What you will do:
The entries below are to be written out again without alteration.

- - -

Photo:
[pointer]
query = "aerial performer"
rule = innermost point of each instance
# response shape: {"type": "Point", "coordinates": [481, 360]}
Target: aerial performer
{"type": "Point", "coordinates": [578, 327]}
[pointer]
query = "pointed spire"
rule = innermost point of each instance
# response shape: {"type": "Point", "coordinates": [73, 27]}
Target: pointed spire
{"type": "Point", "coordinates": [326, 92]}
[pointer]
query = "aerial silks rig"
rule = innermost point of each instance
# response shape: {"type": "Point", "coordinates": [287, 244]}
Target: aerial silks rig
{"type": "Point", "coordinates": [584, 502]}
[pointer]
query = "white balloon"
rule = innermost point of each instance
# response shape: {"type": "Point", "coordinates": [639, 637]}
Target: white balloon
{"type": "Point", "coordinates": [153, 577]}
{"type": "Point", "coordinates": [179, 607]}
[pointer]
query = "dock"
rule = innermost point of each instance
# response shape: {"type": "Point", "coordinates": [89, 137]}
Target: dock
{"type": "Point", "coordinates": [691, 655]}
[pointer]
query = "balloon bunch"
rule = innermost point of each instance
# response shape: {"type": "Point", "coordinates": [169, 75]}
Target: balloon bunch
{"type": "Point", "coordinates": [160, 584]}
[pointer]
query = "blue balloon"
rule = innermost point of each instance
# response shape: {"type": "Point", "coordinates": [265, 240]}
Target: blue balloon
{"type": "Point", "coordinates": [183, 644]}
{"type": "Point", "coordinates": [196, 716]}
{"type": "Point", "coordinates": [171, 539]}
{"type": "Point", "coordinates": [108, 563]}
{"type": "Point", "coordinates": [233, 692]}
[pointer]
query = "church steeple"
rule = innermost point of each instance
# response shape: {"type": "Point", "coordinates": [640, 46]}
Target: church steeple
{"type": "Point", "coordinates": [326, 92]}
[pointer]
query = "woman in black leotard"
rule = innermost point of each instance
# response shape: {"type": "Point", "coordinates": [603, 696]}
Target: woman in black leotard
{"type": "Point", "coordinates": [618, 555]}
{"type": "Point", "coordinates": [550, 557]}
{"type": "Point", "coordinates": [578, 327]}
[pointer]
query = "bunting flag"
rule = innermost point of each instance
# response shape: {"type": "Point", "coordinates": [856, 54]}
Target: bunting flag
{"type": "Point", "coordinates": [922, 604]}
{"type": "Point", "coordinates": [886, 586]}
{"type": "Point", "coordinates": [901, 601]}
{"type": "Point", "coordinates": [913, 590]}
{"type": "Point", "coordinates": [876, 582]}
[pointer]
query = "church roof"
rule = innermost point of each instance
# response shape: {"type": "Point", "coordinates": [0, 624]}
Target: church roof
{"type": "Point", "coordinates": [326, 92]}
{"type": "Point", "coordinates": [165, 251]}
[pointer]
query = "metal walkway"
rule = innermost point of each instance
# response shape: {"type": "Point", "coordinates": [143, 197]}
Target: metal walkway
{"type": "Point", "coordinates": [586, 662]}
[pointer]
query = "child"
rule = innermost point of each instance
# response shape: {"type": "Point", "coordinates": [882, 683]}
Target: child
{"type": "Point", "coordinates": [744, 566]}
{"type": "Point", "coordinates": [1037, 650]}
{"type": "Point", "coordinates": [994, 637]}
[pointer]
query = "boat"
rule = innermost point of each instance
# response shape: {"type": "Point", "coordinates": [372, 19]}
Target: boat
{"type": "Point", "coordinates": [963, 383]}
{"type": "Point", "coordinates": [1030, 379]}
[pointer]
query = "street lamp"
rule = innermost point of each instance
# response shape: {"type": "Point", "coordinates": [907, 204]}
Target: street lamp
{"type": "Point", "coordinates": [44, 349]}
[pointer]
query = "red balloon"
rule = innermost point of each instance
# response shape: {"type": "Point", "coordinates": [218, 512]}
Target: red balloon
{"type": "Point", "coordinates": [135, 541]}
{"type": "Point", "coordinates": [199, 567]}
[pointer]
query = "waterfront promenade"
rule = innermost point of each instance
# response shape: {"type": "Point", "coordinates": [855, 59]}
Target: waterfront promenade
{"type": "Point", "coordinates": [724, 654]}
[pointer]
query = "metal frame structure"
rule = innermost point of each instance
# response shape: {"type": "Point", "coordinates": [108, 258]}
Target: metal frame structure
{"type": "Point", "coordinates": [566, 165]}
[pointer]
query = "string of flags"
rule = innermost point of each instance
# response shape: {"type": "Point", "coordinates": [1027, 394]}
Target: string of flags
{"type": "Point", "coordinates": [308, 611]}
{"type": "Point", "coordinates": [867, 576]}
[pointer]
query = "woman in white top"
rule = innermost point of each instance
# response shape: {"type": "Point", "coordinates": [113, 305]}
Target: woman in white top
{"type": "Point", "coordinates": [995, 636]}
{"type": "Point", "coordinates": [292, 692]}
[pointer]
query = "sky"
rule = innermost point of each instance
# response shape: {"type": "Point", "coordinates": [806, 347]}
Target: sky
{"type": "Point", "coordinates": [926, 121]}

- - -

Exercise answer:
Photo:
[pointer]
query = "aerial performer"
rule = innermost point of each instance
# response shape: {"type": "Point", "coordinates": [481, 360]}
Target: aerial performer
{"type": "Point", "coordinates": [578, 327]}
[pointer]
query = "pointed spire"
rule = innermost point of each instance
# response shape: {"type": "Point", "coordinates": [73, 27]}
Target: pointed spire
{"type": "Point", "coordinates": [326, 92]}
[pointer]
query = "aerial silks rig"
rule = innermost point of each instance
# response shape: {"type": "Point", "coordinates": [287, 244]}
Target: aerial silks rig
{"type": "Point", "coordinates": [584, 502]}
[pointer]
query = "white balloon"
rule = innermost point of each instance
# response shape: {"type": "Point", "coordinates": [639, 637]}
Target: white balloon
{"type": "Point", "coordinates": [153, 577]}
{"type": "Point", "coordinates": [179, 607]}
[pointer]
query = "dock"
rule = innermost point of each instance
# response shape: {"type": "Point", "coordinates": [89, 137]}
Target: dock
{"type": "Point", "coordinates": [691, 655]}
[pointer]
query = "balloon bunch"
rule = innermost point of each instance
# response shape: {"type": "Point", "coordinates": [169, 75]}
Target: balloon bunch
{"type": "Point", "coordinates": [160, 584]}
[pointer]
query = "blue balloon"
rule = innermost point of each instance
# response shape: {"type": "Point", "coordinates": [265, 240]}
Target: blue balloon
{"type": "Point", "coordinates": [183, 644]}
{"type": "Point", "coordinates": [196, 716]}
{"type": "Point", "coordinates": [171, 539]}
{"type": "Point", "coordinates": [108, 563]}
{"type": "Point", "coordinates": [233, 692]}
[pointer]
query = "church steeple"
rule = innermost point of each instance
# response shape: {"type": "Point", "coordinates": [640, 46]}
Target: church steeple
{"type": "Point", "coordinates": [326, 92]}
[pointer]
query = "woman in black leotard"
rule = innermost point of each instance
# response shape: {"type": "Point", "coordinates": [603, 696]}
Target: woman in black leotard
{"type": "Point", "coordinates": [618, 555]}
{"type": "Point", "coordinates": [550, 557]}
{"type": "Point", "coordinates": [578, 327]}
[pointer]
query = "bunting flag"
rule = innermost point of each instance
# response shape: {"type": "Point", "coordinates": [856, 54]}
Target: bunting flag
{"type": "Point", "coordinates": [922, 604]}
{"type": "Point", "coordinates": [886, 586]}
{"type": "Point", "coordinates": [901, 601]}
{"type": "Point", "coordinates": [913, 590]}
{"type": "Point", "coordinates": [876, 582]}
[pointer]
query = "church roof"
rule = innermost point of each instance
# response shape: {"type": "Point", "coordinates": [0, 624]}
Target: church roof
{"type": "Point", "coordinates": [326, 92]}
{"type": "Point", "coordinates": [165, 251]}
[pointer]
query = "metal walkway"
rule = innermost point of each instance
# response shape: {"type": "Point", "coordinates": [143, 197]}
Target: metal walkway
{"type": "Point", "coordinates": [586, 662]}
[pointer]
query = "child"
rule = innermost point of each instance
# response shape: {"type": "Point", "coordinates": [882, 683]}
Target: child
{"type": "Point", "coordinates": [744, 566]}
{"type": "Point", "coordinates": [1037, 650]}
{"type": "Point", "coordinates": [994, 637]}
[pointer]
query = "boat"
rule = innermost point of each instance
# response shape: {"type": "Point", "coordinates": [372, 19]}
Target: boat
{"type": "Point", "coordinates": [963, 383]}
{"type": "Point", "coordinates": [1030, 379]}
[pointer]
query = "street lamp"
rule = innermost point of each instance
# response shape: {"type": "Point", "coordinates": [907, 204]}
Target: street lamp
{"type": "Point", "coordinates": [44, 349]}
[pointer]
query = "red balloon"
rule = innermost point of each instance
# response shape: {"type": "Point", "coordinates": [218, 512]}
Target: red balloon
{"type": "Point", "coordinates": [135, 541]}
{"type": "Point", "coordinates": [199, 567]}
[pointer]
query = "waterfront promenade"
rule = innermost point of each instance
# response shape: {"type": "Point", "coordinates": [855, 59]}
Target: waterfront promenade
{"type": "Point", "coordinates": [724, 654]}
[pointer]
query = "metal frame structure"
rule = innermost point of each instance
# response shape: {"type": "Point", "coordinates": [108, 258]}
Target: metal frame structure
{"type": "Point", "coordinates": [566, 165]}
[pointer]
query = "string of flags"
rule = innermost point of each instance
# response shape: {"type": "Point", "coordinates": [1027, 394]}
Target: string of flags
{"type": "Point", "coordinates": [308, 611]}
{"type": "Point", "coordinates": [867, 576]}
[pointer]
query = "woman in white top"
rule = innermost point of each instance
# response shape: {"type": "Point", "coordinates": [113, 305]}
Target: woman in white top
{"type": "Point", "coordinates": [995, 636]}
{"type": "Point", "coordinates": [292, 692]}
[pointer]
query = "sky"
rule = innermost point of each instance
# response shape: {"type": "Point", "coordinates": [806, 347]}
Target: sky
{"type": "Point", "coordinates": [926, 121]}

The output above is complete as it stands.